TASK GOAL: Look through the data below for the line with "column 145, row 453" and the line with "column 697, row 225", then output those two and all lines in between, exactly as written.

____ DATASET ENTRIES

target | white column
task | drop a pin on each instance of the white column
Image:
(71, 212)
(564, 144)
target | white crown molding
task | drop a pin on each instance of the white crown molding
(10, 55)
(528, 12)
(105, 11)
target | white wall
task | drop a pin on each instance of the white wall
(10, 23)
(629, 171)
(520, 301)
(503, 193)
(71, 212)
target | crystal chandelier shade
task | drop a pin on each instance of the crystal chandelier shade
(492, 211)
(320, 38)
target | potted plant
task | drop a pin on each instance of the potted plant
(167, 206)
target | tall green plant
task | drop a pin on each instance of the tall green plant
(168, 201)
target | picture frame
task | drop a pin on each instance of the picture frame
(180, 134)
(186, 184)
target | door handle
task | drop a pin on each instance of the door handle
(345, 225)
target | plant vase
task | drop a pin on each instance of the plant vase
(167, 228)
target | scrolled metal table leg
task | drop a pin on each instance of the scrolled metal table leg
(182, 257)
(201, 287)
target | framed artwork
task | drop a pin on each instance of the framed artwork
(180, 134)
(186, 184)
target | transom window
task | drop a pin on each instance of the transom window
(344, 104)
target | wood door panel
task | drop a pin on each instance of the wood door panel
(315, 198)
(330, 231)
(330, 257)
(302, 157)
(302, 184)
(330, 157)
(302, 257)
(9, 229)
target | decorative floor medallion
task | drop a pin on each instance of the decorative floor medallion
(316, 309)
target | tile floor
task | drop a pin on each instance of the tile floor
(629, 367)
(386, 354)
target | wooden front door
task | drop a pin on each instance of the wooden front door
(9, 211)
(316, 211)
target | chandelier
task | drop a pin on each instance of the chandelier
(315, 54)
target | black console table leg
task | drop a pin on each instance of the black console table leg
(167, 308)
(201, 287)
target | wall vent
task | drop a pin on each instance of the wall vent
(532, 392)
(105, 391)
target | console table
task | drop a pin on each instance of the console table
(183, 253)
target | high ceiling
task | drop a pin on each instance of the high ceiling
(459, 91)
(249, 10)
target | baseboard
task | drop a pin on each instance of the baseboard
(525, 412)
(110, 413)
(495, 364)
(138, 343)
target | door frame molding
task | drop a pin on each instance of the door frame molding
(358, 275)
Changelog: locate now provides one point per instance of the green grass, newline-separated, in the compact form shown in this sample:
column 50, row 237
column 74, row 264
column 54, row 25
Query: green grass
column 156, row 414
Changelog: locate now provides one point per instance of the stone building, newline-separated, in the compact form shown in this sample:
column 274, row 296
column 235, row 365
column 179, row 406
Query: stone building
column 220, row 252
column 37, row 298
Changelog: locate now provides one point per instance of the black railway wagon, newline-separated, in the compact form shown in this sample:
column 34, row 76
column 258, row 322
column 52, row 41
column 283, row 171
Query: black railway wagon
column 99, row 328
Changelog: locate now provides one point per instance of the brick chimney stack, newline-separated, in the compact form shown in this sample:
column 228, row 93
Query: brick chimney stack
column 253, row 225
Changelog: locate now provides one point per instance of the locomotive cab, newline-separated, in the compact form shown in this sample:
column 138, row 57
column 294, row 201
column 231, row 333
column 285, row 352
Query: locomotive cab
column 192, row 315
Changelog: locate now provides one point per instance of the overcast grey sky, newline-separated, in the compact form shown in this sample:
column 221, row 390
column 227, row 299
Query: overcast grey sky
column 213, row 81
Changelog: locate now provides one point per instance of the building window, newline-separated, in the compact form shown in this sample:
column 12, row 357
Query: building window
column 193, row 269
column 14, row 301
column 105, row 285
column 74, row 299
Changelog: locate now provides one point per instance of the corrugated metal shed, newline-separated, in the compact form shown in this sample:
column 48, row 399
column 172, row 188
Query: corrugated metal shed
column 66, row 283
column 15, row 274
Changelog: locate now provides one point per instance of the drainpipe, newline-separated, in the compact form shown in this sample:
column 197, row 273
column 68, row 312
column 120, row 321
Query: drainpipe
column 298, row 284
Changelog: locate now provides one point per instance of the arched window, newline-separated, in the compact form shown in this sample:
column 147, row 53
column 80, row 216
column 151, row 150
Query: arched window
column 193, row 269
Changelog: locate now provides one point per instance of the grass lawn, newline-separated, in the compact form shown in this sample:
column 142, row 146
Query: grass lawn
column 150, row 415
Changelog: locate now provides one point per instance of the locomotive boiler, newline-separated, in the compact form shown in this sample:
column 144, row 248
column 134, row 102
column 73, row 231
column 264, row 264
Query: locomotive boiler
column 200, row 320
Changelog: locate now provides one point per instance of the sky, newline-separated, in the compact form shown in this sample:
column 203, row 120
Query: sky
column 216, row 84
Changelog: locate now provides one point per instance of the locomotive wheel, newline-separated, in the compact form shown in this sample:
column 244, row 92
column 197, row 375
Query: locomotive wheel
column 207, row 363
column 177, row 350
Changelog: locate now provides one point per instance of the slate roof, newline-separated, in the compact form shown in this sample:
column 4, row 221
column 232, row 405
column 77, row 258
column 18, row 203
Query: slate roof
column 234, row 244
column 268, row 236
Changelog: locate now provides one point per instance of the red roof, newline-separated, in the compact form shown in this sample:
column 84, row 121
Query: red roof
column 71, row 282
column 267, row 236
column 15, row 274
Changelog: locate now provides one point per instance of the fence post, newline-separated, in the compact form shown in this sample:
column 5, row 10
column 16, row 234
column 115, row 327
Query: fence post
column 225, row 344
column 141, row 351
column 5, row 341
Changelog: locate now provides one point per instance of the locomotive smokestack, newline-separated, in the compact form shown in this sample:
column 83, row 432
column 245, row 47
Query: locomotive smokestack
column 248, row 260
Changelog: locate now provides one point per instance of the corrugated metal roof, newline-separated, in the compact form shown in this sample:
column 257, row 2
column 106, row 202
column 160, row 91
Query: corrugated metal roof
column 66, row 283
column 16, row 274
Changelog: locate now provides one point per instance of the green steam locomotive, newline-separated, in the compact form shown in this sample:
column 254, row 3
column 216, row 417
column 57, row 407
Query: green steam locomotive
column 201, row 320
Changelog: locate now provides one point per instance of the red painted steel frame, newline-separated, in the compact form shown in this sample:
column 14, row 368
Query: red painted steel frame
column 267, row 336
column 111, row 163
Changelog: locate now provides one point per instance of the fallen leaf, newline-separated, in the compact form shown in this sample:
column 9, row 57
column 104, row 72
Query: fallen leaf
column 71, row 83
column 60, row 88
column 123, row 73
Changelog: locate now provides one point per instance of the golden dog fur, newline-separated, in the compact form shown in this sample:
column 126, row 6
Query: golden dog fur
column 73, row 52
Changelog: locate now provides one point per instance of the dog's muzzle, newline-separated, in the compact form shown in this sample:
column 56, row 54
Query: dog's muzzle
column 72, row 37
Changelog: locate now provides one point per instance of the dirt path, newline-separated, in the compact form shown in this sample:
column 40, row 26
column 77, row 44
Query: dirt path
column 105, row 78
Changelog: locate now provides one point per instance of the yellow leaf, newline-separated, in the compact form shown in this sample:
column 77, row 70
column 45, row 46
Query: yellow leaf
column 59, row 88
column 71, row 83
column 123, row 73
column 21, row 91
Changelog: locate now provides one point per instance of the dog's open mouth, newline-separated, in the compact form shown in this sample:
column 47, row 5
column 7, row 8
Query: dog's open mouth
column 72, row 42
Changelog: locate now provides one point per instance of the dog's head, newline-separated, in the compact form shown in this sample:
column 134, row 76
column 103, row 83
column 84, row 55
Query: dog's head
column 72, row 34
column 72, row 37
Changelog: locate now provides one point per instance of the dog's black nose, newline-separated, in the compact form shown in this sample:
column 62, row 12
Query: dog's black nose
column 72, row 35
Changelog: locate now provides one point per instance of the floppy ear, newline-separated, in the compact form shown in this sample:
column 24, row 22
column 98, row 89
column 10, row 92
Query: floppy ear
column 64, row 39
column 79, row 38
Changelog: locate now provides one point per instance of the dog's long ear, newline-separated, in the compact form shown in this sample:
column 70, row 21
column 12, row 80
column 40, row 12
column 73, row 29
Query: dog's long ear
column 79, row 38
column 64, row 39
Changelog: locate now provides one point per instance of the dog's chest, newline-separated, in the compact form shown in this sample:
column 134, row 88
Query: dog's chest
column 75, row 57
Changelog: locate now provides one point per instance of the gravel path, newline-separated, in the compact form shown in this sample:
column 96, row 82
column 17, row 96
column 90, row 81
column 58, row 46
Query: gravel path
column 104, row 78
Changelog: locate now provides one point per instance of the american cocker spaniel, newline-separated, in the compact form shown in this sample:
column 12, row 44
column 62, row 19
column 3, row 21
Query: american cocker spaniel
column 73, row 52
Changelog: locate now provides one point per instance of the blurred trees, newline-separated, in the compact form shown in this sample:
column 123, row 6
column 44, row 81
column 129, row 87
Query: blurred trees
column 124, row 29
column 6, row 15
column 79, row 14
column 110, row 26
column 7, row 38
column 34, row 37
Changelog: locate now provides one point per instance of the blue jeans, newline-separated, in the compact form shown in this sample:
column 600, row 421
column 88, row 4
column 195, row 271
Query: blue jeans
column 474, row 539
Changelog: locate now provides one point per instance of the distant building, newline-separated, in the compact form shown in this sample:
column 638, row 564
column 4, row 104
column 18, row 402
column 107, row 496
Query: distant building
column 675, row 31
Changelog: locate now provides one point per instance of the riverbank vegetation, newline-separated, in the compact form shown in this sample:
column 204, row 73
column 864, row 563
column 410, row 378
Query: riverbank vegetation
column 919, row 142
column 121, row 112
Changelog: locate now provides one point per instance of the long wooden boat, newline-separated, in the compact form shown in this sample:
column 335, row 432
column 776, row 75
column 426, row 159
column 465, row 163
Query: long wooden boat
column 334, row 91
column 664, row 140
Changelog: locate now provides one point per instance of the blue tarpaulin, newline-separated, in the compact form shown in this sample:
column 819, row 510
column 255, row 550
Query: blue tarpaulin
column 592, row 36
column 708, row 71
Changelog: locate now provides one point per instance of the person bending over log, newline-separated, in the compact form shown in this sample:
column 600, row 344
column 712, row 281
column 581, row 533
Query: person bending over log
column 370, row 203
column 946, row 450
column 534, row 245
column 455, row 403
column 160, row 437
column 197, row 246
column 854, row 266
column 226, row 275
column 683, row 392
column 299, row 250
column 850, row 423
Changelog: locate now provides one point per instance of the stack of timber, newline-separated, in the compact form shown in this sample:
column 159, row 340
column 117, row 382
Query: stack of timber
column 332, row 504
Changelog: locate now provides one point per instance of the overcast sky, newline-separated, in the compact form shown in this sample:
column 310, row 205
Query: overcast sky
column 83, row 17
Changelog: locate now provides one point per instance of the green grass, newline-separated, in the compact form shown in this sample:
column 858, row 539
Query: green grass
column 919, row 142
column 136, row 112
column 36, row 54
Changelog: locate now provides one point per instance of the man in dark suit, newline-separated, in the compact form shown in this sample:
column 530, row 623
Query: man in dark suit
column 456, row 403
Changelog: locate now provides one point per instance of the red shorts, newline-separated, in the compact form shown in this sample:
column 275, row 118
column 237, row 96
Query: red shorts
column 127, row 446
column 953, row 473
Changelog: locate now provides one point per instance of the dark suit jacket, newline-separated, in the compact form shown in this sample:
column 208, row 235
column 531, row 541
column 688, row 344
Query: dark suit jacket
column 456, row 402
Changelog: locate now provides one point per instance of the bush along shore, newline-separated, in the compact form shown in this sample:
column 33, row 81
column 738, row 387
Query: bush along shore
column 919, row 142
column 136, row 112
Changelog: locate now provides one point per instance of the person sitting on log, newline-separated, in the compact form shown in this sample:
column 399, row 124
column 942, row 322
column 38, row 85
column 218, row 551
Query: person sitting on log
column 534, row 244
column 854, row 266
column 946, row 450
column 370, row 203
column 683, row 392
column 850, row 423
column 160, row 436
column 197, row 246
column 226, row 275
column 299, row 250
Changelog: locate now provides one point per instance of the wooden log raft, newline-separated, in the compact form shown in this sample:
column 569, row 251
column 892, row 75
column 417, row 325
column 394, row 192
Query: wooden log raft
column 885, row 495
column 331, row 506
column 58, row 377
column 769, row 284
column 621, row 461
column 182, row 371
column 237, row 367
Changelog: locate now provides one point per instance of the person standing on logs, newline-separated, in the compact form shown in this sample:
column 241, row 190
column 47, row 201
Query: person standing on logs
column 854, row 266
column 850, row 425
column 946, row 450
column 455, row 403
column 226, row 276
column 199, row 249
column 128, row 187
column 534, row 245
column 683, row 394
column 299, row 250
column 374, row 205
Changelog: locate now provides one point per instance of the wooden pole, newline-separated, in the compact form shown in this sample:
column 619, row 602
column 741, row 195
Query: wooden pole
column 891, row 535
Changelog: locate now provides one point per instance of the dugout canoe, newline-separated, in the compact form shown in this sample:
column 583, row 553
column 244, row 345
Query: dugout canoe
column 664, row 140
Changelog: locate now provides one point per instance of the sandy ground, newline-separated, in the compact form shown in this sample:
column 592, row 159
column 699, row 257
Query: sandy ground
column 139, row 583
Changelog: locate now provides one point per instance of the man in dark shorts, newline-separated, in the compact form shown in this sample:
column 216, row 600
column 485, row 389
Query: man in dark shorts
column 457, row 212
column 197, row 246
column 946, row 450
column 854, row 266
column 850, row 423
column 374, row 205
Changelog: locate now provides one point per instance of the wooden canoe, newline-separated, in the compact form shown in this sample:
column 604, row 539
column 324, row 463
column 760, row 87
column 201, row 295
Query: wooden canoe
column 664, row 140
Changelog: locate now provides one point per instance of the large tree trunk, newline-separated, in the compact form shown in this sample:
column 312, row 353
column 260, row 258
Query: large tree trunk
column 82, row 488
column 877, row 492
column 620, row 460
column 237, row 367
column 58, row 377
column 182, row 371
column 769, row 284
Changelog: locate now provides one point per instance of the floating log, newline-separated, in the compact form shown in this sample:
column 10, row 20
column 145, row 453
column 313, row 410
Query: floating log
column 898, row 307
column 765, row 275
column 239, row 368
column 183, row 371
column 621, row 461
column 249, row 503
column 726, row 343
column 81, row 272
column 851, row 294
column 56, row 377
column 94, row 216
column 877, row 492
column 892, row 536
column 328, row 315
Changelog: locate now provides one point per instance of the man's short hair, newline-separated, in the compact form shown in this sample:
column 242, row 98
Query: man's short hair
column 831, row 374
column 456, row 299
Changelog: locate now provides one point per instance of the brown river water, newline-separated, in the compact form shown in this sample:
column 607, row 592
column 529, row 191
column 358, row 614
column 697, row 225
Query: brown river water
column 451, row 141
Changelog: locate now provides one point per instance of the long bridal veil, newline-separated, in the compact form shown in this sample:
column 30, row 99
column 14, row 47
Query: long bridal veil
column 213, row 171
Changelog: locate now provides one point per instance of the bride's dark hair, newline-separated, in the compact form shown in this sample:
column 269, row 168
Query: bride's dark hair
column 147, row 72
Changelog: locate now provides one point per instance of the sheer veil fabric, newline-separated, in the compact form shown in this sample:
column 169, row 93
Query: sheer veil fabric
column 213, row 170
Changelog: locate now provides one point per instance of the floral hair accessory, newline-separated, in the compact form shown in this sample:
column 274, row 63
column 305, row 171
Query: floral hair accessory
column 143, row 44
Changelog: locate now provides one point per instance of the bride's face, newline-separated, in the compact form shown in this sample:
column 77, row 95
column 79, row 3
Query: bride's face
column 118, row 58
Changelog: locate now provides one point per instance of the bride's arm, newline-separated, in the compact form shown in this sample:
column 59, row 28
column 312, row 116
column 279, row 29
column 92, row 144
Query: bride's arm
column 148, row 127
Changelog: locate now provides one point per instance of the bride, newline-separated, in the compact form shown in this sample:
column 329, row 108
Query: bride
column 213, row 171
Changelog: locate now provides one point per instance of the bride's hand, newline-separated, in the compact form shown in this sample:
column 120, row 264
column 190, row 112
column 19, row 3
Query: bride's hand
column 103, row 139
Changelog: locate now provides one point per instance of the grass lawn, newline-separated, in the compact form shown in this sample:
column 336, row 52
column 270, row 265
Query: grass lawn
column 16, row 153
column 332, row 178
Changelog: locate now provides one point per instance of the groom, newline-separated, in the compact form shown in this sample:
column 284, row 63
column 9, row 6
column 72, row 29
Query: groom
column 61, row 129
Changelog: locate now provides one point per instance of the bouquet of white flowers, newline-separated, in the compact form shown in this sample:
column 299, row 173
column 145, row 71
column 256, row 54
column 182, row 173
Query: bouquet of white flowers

________

TASK SOLUTION:
column 145, row 453
column 313, row 410
Query: floating log
column 898, row 307
column 765, row 275
column 239, row 368
column 183, row 371
column 621, row 461
column 249, row 503
column 726, row 343
column 81, row 272
column 851, row 294
column 56, row 377
column 94, row 216
column 877, row 492
column 892, row 536
column 328, row 315
Changelog: locate now provides one point per instance of the man's short hair, newline-separated, in the compact form shown in this sample:
column 242, row 98
Query: man's short hair
column 831, row 374
column 456, row 299
Changelog: locate now provides one point per instance of the brown river water, newline-separated, in the compact form shown in this sample:
column 607, row 592
column 529, row 191
column 358, row 614
column 697, row 225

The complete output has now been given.